* Pointing dataset records

------------------------------------

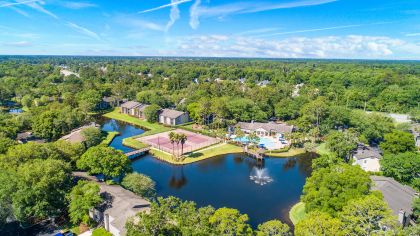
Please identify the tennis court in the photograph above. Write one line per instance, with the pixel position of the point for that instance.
(194, 141)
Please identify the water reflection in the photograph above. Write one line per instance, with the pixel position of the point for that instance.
(260, 176)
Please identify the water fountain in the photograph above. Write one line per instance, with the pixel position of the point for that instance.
(260, 176)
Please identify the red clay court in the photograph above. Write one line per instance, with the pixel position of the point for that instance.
(194, 141)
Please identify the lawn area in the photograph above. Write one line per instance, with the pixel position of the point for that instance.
(290, 153)
(152, 127)
(297, 213)
(322, 149)
(216, 150)
(134, 143)
(110, 136)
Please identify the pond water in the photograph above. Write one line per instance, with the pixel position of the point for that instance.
(264, 192)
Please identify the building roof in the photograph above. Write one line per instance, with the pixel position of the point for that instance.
(398, 196)
(270, 126)
(76, 135)
(171, 113)
(130, 104)
(364, 152)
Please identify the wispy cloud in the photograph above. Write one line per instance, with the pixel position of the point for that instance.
(83, 30)
(324, 29)
(173, 15)
(18, 44)
(197, 11)
(78, 5)
(9, 4)
(350, 46)
(173, 3)
(139, 23)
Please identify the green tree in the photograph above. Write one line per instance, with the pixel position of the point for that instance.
(101, 232)
(329, 189)
(319, 223)
(6, 143)
(92, 136)
(83, 197)
(273, 228)
(342, 143)
(104, 160)
(228, 221)
(140, 184)
(398, 142)
(403, 167)
(41, 189)
(368, 215)
(151, 113)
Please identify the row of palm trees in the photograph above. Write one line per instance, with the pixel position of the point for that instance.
(177, 138)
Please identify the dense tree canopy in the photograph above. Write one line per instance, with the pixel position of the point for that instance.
(329, 189)
(104, 160)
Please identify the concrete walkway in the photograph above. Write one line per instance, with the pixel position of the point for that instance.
(122, 204)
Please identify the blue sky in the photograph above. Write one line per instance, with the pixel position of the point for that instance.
(371, 29)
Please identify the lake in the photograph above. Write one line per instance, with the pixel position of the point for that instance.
(263, 191)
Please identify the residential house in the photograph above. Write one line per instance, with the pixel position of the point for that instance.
(398, 197)
(109, 102)
(367, 158)
(173, 117)
(266, 129)
(263, 83)
(133, 108)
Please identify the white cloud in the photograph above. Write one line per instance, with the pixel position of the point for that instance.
(139, 23)
(77, 5)
(83, 30)
(412, 34)
(173, 3)
(351, 46)
(197, 11)
(174, 14)
(9, 4)
(18, 44)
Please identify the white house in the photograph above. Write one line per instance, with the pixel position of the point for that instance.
(173, 117)
(265, 129)
(367, 158)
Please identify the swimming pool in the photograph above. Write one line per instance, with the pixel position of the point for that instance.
(268, 142)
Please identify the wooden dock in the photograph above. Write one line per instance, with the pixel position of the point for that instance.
(137, 153)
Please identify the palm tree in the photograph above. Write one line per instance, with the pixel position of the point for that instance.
(182, 138)
(172, 138)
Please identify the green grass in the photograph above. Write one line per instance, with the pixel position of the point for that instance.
(152, 127)
(297, 213)
(134, 143)
(110, 136)
(291, 152)
(212, 151)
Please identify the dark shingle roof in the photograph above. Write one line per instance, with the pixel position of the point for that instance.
(398, 196)
(271, 126)
(130, 104)
(171, 113)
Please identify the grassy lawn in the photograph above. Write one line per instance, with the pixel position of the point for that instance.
(110, 136)
(218, 149)
(297, 213)
(152, 127)
(290, 153)
(133, 143)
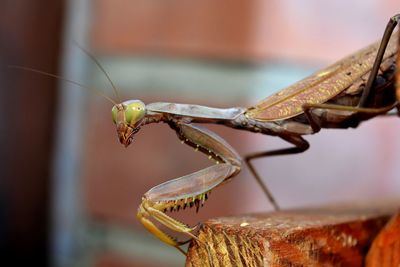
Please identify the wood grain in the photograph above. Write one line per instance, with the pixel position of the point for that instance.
(314, 237)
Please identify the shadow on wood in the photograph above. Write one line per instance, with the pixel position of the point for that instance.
(333, 236)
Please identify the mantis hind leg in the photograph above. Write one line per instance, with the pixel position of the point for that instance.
(369, 89)
(314, 120)
(301, 145)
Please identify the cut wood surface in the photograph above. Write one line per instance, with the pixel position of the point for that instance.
(333, 236)
(385, 250)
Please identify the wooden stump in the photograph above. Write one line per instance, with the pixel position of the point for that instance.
(314, 237)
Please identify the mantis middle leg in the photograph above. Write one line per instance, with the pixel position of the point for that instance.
(300, 145)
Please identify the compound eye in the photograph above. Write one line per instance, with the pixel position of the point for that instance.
(114, 111)
(134, 112)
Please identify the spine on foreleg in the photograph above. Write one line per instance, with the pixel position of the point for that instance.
(398, 73)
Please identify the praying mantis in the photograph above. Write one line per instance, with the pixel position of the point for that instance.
(356, 88)
(336, 97)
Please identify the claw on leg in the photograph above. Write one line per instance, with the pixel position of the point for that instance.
(189, 190)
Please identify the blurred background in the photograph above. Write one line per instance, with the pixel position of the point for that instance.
(69, 191)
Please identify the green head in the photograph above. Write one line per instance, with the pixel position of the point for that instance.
(128, 117)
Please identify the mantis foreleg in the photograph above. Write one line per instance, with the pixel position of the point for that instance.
(190, 190)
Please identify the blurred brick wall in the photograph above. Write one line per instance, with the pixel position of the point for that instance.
(248, 30)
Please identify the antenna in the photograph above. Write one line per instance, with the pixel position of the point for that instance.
(100, 67)
(64, 79)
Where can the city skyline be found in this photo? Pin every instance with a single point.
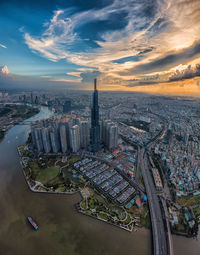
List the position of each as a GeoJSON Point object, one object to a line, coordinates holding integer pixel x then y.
{"type": "Point", "coordinates": [142, 46]}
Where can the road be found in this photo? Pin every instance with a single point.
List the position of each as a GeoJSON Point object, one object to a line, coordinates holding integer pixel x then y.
{"type": "Point", "coordinates": [158, 229]}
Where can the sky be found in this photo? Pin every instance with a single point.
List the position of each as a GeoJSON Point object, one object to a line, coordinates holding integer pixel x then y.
{"type": "Point", "coordinates": [148, 46]}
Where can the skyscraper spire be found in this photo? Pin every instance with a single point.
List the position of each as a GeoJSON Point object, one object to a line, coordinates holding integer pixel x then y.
{"type": "Point", "coordinates": [95, 84]}
{"type": "Point", "coordinates": [95, 127]}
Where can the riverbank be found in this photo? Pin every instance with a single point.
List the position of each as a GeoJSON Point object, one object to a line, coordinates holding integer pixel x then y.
{"type": "Point", "coordinates": [57, 176]}
{"type": "Point", "coordinates": [13, 114]}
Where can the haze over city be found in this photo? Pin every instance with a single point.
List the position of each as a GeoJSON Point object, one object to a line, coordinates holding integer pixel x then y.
{"type": "Point", "coordinates": [100, 127]}
{"type": "Point", "coordinates": [146, 46]}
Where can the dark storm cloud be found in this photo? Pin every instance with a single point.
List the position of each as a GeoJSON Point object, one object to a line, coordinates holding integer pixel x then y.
{"type": "Point", "coordinates": [188, 73]}
{"type": "Point", "coordinates": [89, 76]}
{"type": "Point", "coordinates": [168, 61]}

------------------------------------

* DIRECTION
Send back exactly the lines from the line with "Where can the riverbank" through the end of the records.

* TASK SOLUTION
Where can the riverbank be found in this photo? Pin every instance with a single point.
List the position of each as a GeoJSON Point object, one object to a line, coordinates holding integer pixel x then y.
{"type": "Point", "coordinates": [57, 176]}
{"type": "Point", "coordinates": [13, 114]}
Where can the haze over city be found in this photo? Pin every instance with a single point.
List the position of each as a GeoJSON Point object, one object to a line, coordinates holding integer pixel x then y.
{"type": "Point", "coordinates": [100, 127]}
{"type": "Point", "coordinates": [146, 46]}
Where can the dark storm cloud be found in this photo? Pin every instance with a single point.
List the position of each as a GeoJSON Point object, one object to a line, coordinates holding integer pixel x then y.
{"type": "Point", "coordinates": [188, 73]}
{"type": "Point", "coordinates": [89, 76]}
{"type": "Point", "coordinates": [168, 61]}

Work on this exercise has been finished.